PROVIDED INFORMATION:
BEGIN
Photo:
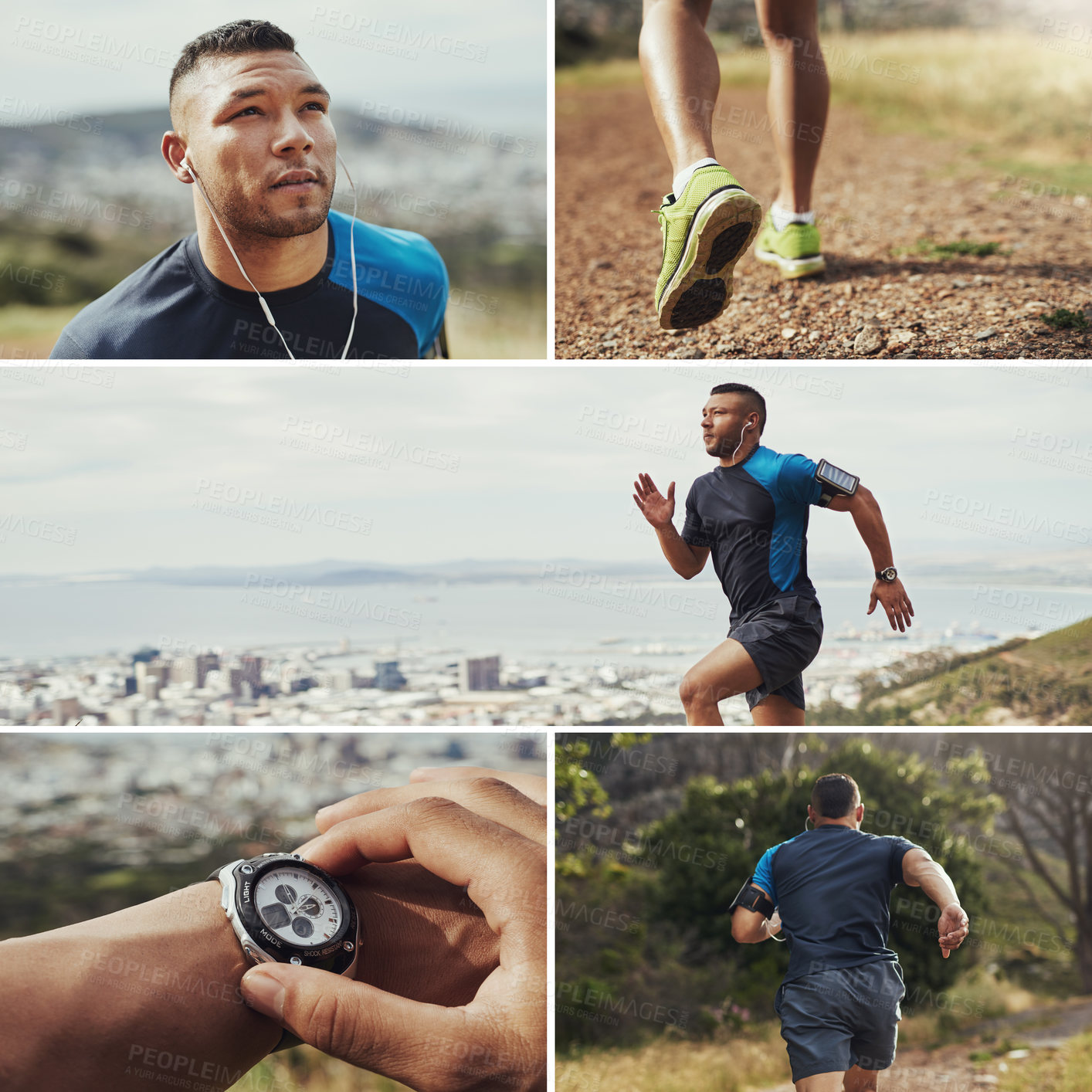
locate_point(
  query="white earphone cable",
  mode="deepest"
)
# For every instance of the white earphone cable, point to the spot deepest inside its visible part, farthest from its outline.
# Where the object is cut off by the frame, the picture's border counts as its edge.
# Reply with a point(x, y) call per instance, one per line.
point(261, 300)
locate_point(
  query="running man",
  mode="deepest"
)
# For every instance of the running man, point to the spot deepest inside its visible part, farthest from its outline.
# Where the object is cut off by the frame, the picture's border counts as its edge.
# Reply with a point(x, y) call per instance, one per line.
point(839, 1002)
point(709, 219)
point(253, 136)
point(751, 514)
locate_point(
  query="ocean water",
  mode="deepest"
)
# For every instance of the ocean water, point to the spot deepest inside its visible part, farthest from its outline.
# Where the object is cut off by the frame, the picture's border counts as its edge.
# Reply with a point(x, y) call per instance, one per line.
point(566, 620)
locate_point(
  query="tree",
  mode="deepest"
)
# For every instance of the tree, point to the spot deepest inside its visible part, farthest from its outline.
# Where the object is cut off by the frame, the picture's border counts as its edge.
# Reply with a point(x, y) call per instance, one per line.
point(706, 850)
point(1046, 782)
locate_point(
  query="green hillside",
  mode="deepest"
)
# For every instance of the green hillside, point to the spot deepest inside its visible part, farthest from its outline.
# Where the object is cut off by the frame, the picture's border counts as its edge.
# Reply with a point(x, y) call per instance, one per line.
point(1045, 680)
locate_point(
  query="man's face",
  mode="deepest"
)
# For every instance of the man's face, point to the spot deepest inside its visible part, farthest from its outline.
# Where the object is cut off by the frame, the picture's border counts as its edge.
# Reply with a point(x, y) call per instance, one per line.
point(722, 421)
point(258, 130)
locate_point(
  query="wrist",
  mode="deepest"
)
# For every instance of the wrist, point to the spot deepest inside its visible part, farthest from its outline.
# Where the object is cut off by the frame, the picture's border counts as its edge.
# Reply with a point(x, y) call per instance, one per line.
point(124, 992)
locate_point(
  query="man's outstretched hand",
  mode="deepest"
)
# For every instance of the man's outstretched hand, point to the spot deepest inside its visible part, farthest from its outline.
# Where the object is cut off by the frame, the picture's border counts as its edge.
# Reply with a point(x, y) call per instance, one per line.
point(952, 928)
point(659, 510)
point(896, 602)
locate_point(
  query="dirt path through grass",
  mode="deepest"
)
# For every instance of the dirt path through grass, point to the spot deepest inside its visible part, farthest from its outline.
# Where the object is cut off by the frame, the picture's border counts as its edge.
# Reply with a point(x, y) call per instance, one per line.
point(877, 197)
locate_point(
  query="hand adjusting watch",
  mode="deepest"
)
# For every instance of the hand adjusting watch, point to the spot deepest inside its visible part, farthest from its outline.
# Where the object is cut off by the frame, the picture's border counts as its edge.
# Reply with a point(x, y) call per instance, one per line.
point(285, 910)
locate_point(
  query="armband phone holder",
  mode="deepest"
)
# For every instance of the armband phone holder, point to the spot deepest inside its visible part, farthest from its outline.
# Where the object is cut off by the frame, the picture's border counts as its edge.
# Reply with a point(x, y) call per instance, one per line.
point(835, 482)
point(752, 898)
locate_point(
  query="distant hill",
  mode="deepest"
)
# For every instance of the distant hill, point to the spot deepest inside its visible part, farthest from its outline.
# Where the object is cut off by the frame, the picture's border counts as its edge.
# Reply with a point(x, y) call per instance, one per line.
point(1046, 680)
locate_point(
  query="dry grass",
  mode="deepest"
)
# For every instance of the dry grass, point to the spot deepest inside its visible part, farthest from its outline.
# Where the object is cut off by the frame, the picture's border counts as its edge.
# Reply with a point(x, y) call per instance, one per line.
point(995, 90)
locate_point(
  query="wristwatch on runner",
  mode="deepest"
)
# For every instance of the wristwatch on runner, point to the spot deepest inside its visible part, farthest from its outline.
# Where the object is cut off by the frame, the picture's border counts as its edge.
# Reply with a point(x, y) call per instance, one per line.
point(285, 910)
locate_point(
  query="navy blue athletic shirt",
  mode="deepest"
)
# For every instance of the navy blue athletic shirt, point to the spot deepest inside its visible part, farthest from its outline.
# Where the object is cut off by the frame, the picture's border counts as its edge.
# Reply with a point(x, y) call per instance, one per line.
point(754, 517)
point(833, 889)
point(173, 307)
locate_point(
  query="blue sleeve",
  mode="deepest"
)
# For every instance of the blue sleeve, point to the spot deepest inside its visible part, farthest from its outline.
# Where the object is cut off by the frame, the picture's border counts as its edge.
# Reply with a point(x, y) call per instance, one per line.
point(796, 480)
point(693, 531)
point(398, 270)
point(764, 875)
point(900, 846)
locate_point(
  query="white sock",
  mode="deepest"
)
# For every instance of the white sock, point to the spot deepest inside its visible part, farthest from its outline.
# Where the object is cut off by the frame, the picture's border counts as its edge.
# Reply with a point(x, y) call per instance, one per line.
point(782, 216)
point(683, 176)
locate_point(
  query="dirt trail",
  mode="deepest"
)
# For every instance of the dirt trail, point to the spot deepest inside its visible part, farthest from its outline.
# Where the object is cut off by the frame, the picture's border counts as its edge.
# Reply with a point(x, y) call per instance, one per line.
point(875, 195)
point(950, 1070)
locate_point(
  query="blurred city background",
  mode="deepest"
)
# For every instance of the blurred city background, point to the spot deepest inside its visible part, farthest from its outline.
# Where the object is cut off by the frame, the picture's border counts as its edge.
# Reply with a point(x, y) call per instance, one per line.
point(95, 823)
point(440, 116)
point(656, 833)
point(461, 546)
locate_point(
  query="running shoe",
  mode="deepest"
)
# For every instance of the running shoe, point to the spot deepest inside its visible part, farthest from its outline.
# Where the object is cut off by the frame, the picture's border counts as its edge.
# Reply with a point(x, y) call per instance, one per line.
point(706, 229)
point(794, 250)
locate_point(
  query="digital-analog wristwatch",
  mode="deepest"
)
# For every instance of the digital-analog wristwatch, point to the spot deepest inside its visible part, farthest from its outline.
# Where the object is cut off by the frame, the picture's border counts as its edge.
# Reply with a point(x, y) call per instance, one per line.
point(285, 910)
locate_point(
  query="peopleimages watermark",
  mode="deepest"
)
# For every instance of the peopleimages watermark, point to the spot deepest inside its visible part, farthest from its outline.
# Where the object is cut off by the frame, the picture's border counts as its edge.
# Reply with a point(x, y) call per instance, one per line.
point(387, 36)
point(9, 438)
point(577, 999)
point(280, 758)
point(26, 116)
point(614, 593)
point(765, 376)
point(603, 917)
point(324, 604)
point(999, 521)
point(377, 116)
point(601, 754)
point(90, 47)
point(353, 445)
point(839, 60)
point(1016, 771)
point(1052, 449)
point(39, 201)
point(636, 430)
point(1008, 604)
point(246, 503)
point(640, 846)
point(179, 1070)
point(33, 527)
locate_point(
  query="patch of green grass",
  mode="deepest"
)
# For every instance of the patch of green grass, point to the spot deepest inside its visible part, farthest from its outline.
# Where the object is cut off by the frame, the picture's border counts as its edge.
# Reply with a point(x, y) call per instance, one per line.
point(989, 90)
point(1063, 319)
point(961, 248)
point(1063, 1070)
point(1041, 181)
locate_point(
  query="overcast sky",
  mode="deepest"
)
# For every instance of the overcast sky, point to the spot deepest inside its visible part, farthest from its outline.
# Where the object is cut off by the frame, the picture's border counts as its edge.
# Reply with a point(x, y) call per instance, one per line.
point(495, 73)
point(544, 459)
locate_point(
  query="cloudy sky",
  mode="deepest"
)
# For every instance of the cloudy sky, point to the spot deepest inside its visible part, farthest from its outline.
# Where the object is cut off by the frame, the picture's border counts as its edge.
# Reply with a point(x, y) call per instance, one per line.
point(178, 466)
point(484, 61)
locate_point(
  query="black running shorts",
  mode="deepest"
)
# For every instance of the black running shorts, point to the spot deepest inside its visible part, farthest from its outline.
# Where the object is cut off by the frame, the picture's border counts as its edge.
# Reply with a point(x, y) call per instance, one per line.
point(782, 637)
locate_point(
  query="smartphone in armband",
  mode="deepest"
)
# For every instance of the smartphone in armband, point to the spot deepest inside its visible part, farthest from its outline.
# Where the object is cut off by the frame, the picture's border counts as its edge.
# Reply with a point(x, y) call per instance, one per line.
point(835, 482)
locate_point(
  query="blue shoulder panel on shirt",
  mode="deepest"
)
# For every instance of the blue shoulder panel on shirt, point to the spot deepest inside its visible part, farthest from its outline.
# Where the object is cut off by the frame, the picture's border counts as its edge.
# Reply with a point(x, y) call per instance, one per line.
point(764, 873)
point(400, 270)
point(784, 479)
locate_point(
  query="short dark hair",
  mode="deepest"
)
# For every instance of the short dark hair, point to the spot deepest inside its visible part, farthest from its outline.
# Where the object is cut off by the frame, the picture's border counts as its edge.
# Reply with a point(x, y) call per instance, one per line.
point(833, 795)
point(232, 39)
point(756, 400)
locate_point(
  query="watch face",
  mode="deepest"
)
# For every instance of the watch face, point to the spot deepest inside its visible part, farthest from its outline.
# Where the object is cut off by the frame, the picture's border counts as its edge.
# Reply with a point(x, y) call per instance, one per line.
point(298, 907)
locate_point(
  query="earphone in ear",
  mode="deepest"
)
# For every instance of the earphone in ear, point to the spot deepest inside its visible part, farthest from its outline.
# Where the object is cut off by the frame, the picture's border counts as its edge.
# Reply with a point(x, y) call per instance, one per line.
point(185, 164)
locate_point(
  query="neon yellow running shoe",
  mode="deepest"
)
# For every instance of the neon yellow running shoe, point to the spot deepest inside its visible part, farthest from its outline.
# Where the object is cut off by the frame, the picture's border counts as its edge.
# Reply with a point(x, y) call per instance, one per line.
point(794, 250)
point(706, 231)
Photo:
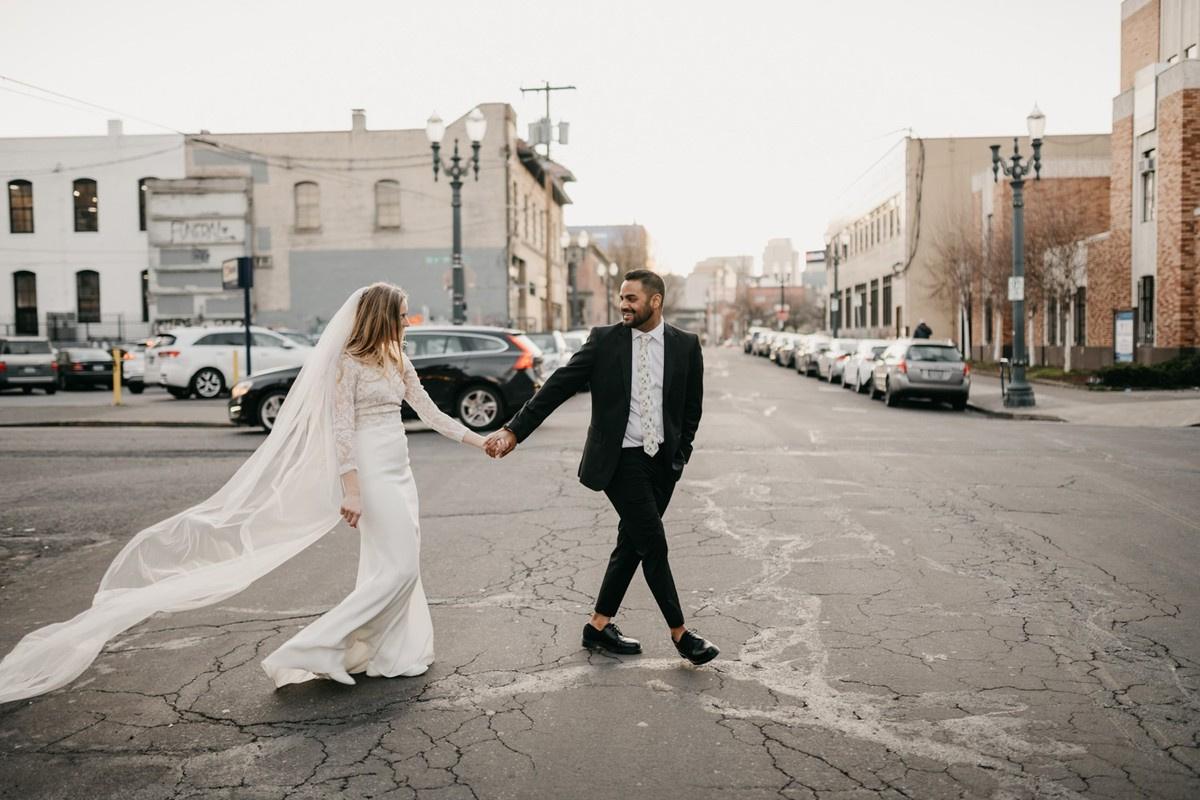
END
INSTRUCTIONS FOR THE TASK:
Identify each line of the material where the word "digital" shows up, and copy it.

OUTPUT OF THE TASK:
  query="digital-analog wristwatch",
# For every instance of the digital-analog wristwatch, point to the spot deepest inside its visible part, farthest from its outline.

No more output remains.